→ **Supplied passage**
● ● ● ● ●
May 28, 2014

# Monty Hall problem and data

Tonight’s Mythbusters episode on Prime looked at the Monty Hall/Pick-a-Door problem, using experimental data as well as theory.

For those of you who haven’t been exposed to it, the idea is as follows:

There are three doors. Behind one is a prize. The contestant picks a door. The host then always opens one of the other doors, which he knows does not contain the prize. The contestant is given an opportunity to change their choice to the other unopened door. Should they take this choice?

The stipulation that the host always makes the offer and always opens an empty door is critical to the analysis. It was present in the original game-show problem and was explicit in Mythbusters.

A probabilistic analysis is straightforward. The chance that the prize is behind the originally-chosen door is 1/3.  It has to be somewhere. So the chance of it being behind the remaining door is 2/3.  You can do this more carefully by enumerating all possibilities, and you get the same answer.

The conclusion is surprising. Almost everyone, famously including both Marilyn vos Savant, and Paul Erdős, gets it wrong. Less impressively, so did I as an undergraduate, until I was convinced by writing a computer simulation (I didn’t need to run it; writing it was enough).  The compelling error is probably an example of the endowment effect.

All of the Mythbusters live subjects chose to keep their original choice,ruining the comparison.  The Mythbusters then ran a moderately large series of random choices where one person always switched and the other did not.  They got 38 wins out of 49 for switching and 11 for not switching. That’s a bit more extreme than you’d expect, but not unreasonably so. It gives a 95% confidence interval (analogous to the polling margin of error)  from 12% to 37%.

The Mythbusters are sometimes criticised for insufficient replication, but in this case 49 is plenty to distinguish the ‘obvious’ 50% success rate from the true 33%. It was a very nicely designed experiment.
● ● ● ● ●
→ **Work request**
In the Monty Hall post, rewrite the part that begins at the words "May 28, 2014" and ends after "take this choice?", changing "contestant" to "player".
● ● ● ● ●
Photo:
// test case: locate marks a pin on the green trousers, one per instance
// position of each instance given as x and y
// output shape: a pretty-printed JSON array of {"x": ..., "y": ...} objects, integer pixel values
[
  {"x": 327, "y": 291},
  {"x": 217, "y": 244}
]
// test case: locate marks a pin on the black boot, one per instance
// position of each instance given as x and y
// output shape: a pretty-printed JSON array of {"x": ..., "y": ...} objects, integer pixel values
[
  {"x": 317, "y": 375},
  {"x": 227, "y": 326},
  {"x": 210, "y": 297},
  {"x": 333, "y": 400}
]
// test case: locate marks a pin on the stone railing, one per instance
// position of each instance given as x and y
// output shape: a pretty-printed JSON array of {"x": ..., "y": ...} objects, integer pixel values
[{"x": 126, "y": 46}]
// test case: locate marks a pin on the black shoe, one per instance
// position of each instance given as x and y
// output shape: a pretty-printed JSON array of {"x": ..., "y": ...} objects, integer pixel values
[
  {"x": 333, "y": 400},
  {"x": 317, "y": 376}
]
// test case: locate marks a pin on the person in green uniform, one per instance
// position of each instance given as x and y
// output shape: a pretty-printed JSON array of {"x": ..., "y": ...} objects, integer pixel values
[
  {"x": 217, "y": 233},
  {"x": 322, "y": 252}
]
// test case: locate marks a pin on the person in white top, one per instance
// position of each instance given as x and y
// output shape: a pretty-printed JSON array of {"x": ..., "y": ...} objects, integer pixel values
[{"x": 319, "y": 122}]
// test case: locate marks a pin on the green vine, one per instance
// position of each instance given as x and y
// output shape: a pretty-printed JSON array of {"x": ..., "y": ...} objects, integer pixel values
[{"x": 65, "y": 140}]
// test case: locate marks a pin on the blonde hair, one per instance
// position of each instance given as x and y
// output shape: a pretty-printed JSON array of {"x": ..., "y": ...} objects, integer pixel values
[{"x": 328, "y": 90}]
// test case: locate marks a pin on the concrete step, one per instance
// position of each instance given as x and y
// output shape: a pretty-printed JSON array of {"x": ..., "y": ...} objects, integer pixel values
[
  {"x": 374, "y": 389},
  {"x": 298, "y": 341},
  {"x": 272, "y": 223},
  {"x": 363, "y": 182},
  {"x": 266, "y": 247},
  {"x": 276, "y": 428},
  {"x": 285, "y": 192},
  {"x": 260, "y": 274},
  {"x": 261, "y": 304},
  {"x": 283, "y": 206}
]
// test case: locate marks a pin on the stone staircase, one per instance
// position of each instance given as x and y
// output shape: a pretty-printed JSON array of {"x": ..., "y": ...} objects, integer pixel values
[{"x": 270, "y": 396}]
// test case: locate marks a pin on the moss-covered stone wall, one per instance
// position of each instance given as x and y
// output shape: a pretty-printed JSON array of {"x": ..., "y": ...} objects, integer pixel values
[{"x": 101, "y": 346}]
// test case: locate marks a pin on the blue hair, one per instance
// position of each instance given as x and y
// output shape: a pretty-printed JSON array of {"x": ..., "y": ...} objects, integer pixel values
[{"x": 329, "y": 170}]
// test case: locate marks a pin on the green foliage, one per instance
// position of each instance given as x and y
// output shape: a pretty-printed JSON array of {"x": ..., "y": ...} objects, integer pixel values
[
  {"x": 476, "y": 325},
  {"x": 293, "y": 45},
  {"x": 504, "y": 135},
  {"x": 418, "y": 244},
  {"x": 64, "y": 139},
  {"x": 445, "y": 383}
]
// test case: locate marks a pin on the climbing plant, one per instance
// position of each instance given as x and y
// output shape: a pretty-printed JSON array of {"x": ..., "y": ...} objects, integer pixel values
● ● ● ● ●
→ **Result below**
May 28, 2014

# Monty Hall problem and data

Tonight’s Mythbusters episode on Prime looked at the Monty Hall/Pick-a-Door problem, using experimental data as well as theory.

For those of you who haven’t been exposed to it, the idea is as follows:

There are three doors. Behind one is a prize. The player picks a door. The host then always opens one of the other doors, which he knows does not contain the prize. The player is given an opportunity to change their choice to the other unopened door. Should they take this choice?